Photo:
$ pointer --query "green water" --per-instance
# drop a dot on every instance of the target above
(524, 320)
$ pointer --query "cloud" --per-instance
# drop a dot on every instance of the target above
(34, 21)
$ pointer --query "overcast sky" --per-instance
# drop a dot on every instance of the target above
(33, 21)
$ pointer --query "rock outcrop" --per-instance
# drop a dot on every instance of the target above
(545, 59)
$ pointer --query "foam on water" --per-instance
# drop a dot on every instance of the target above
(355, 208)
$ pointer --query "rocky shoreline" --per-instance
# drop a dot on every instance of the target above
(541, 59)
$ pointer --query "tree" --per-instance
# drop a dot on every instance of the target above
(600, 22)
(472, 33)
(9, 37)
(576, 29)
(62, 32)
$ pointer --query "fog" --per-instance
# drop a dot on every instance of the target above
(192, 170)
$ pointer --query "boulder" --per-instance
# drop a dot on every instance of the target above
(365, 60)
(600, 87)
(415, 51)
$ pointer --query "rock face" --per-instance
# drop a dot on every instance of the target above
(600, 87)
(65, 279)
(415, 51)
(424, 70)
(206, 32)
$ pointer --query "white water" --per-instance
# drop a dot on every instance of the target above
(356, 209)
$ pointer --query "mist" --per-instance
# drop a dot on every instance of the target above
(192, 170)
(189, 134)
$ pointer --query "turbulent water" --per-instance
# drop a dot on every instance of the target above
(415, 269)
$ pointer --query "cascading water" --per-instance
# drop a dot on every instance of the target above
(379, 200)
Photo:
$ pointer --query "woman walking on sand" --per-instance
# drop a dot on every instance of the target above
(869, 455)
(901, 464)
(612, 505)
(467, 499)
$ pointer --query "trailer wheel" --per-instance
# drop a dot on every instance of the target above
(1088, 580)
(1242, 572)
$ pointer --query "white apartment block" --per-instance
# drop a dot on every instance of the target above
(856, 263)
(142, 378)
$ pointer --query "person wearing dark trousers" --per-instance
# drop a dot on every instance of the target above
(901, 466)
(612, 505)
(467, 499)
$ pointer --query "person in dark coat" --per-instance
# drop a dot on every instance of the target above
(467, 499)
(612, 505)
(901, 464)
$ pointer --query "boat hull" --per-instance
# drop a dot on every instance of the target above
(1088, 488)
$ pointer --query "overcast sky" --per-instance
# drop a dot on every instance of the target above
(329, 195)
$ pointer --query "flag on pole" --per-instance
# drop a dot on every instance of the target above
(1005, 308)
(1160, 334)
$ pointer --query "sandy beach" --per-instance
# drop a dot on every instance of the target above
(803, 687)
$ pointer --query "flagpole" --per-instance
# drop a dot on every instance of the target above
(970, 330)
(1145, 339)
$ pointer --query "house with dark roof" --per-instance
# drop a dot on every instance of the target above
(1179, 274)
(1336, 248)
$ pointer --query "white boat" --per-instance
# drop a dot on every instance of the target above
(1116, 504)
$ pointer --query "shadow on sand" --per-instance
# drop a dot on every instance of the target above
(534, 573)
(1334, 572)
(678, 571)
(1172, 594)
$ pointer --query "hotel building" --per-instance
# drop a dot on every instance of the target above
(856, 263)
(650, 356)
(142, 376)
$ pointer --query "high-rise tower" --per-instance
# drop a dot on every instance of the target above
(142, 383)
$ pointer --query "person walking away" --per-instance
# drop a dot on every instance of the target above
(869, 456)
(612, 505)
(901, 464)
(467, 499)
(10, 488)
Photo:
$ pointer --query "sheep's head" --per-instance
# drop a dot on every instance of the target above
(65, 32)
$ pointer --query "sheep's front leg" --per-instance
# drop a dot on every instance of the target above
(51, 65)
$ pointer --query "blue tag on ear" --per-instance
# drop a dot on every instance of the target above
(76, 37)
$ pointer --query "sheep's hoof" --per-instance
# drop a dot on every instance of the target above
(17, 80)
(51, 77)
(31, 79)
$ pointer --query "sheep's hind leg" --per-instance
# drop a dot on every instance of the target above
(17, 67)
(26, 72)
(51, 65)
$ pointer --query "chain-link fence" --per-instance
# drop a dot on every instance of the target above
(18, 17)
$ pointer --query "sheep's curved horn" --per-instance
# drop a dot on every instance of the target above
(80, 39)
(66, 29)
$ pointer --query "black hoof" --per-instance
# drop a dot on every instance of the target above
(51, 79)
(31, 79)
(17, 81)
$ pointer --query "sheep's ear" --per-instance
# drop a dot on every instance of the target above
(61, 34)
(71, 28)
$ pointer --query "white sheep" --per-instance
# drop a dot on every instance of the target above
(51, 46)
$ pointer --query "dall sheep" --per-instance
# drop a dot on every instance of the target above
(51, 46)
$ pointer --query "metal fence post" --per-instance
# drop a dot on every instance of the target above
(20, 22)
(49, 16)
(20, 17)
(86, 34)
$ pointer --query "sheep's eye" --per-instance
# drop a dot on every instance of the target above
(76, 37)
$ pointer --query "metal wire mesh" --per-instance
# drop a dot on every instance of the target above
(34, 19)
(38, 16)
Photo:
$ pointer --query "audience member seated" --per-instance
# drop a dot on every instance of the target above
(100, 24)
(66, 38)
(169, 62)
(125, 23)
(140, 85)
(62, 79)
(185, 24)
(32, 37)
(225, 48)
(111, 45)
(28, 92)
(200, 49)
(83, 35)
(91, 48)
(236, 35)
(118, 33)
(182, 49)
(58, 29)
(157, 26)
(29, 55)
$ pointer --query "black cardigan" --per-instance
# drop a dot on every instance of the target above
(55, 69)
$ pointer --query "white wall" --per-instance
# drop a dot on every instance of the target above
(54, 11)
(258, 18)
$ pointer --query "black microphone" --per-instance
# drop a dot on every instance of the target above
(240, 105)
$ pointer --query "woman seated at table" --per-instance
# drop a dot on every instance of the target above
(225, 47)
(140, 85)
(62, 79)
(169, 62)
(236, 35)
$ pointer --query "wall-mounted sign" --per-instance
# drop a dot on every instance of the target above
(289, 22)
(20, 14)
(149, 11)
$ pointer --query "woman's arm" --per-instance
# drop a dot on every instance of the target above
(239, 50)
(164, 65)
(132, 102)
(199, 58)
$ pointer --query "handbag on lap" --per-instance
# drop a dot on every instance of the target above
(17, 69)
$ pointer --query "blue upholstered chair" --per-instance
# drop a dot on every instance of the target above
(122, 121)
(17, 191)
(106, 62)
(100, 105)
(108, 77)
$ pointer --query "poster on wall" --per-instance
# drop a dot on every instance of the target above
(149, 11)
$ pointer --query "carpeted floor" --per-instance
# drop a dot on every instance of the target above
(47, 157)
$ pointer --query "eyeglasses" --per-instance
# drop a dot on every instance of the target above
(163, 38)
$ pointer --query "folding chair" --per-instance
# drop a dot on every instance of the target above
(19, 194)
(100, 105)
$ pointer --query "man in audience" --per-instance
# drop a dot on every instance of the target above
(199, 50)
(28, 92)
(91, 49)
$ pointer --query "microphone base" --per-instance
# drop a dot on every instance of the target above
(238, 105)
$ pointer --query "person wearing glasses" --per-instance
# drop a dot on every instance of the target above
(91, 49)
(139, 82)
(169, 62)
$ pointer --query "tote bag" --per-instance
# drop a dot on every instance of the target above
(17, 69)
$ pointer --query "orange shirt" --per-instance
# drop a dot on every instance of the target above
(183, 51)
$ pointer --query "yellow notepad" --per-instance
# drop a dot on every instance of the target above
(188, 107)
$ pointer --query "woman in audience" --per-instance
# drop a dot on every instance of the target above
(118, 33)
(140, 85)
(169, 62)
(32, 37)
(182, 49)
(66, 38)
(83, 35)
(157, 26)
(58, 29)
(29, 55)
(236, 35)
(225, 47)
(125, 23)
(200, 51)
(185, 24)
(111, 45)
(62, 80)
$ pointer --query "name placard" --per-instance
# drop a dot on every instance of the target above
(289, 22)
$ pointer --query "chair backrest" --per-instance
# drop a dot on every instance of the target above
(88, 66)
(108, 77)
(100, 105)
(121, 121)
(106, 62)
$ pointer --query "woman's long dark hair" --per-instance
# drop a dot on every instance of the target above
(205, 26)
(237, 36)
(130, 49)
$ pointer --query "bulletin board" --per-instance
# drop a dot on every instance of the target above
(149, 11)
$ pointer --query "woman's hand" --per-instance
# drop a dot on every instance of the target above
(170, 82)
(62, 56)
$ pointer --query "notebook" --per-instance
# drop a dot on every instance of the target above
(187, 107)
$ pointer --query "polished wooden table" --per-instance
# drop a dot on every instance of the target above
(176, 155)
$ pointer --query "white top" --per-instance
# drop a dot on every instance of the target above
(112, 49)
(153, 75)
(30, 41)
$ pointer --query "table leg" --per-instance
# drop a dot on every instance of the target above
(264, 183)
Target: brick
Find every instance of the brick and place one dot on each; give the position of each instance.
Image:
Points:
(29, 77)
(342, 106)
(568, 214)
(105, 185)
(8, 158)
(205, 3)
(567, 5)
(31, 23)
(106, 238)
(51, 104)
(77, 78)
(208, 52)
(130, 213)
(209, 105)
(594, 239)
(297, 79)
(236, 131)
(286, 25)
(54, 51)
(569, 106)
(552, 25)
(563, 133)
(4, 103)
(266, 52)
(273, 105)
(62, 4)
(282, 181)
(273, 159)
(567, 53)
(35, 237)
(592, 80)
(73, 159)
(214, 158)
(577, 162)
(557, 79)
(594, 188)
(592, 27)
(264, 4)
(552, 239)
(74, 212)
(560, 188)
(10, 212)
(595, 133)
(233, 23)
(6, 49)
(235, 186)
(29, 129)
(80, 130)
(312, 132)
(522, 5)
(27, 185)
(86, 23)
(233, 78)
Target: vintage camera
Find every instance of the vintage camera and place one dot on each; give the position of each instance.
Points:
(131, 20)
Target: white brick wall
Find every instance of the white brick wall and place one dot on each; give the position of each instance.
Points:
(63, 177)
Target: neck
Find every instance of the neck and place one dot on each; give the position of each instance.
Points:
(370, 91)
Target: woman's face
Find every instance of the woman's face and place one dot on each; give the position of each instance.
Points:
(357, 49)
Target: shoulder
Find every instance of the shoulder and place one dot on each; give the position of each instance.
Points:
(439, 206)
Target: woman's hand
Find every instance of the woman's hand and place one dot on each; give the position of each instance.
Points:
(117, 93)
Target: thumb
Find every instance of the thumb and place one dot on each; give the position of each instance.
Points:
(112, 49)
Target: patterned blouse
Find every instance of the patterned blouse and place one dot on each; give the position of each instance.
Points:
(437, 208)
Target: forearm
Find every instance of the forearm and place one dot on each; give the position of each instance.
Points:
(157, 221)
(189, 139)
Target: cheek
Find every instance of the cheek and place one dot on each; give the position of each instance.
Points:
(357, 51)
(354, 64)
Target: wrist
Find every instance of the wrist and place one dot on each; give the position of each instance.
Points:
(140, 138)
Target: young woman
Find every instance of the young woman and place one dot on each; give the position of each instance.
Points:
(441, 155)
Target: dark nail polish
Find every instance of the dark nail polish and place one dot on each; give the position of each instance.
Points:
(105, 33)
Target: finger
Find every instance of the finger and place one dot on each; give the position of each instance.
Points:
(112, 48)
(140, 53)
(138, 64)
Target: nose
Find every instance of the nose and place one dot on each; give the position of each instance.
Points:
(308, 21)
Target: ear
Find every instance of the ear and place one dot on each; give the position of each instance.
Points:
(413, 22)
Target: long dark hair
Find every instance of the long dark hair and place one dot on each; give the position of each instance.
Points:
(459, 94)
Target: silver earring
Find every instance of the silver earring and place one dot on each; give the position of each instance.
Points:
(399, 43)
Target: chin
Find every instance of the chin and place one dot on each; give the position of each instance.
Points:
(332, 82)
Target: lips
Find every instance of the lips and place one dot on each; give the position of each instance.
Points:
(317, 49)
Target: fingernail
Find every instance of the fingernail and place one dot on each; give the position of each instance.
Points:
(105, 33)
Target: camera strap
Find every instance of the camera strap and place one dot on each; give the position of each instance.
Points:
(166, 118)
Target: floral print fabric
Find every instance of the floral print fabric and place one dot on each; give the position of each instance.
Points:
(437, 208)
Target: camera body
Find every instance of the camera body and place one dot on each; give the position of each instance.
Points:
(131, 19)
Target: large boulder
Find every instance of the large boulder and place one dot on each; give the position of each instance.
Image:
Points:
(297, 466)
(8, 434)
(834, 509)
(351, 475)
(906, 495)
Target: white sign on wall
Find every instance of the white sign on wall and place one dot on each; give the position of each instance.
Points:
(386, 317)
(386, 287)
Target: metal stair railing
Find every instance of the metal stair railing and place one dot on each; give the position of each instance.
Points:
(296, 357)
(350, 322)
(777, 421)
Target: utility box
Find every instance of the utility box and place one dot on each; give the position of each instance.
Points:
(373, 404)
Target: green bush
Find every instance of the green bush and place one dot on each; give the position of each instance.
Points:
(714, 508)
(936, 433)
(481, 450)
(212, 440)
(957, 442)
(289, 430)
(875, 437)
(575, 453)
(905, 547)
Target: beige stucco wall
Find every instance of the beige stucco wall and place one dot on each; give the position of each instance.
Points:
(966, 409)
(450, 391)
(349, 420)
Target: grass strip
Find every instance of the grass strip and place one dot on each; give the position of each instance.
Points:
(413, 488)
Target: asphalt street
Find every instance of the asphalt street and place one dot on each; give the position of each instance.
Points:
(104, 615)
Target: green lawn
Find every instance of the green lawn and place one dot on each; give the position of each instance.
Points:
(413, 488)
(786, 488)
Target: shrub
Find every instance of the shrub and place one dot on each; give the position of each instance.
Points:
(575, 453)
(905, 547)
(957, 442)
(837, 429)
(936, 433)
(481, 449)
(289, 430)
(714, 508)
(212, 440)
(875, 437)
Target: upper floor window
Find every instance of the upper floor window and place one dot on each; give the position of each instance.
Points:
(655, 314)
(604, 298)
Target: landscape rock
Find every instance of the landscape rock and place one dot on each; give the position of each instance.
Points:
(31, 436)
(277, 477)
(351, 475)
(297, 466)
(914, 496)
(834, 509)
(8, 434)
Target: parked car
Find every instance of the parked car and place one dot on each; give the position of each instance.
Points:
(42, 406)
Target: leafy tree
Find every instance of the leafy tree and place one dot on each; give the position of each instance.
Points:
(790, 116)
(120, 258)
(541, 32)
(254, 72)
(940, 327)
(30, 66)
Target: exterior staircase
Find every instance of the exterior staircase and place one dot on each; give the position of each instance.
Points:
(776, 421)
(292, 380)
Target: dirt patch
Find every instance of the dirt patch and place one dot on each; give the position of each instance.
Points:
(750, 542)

PROBLEM DESCRIPTION: Transcribe exactly, and only, the lines from the one bearing "Target: green lawn" through the last line of the entries, counting both.

COMPLETE RESPONSE:
Target: green lawn
Find every instance of the green lawn and place one dot on each; give the position of each instance.
Points:
(413, 488)
(786, 488)
Target: shrub
Find every instance of the shrub and place one dot on each; give the position of each instance.
Points:
(575, 453)
(905, 547)
(957, 442)
(837, 429)
(936, 433)
(481, 449)
(289, 430)
(714, 508)
(212, 440)
(875, 437)
Target: upper floor window
Find every instance of the upper floor window and place one dot on each; give the position of each instance.
Points:
(655, 314)
(604, 298)
Target: landscape rock
Find every instance of the landscape rock and place one dot on each; give the position of each instance.
Points:
(31, 436)
(277, 477)
(351, 475)
(297, 466)
(914, 496)
(834, 509)
(8, 434)
Target: parked car
Find every instance of the parked car and place one dot on each; give the position of each instance.
Points:
(42, 406)
Target: leafy tree
Find every instance of the leafy tree and place one dot on each; give the position of each instance.
Points:
(790, 116)
(120, 258)
(541, 32)
(254, 72)
(940, 327)
(30, 66)
Target: exterior staircase
Find every instance of the exterior staircase and place one dot on each; give the position of each instance.
Points:
(776, 421)
(292, 380)
Target: dirt patch
Find every instance of the dirt patch and place one dot on each; give the position of each instance.
Points:
(750, 542)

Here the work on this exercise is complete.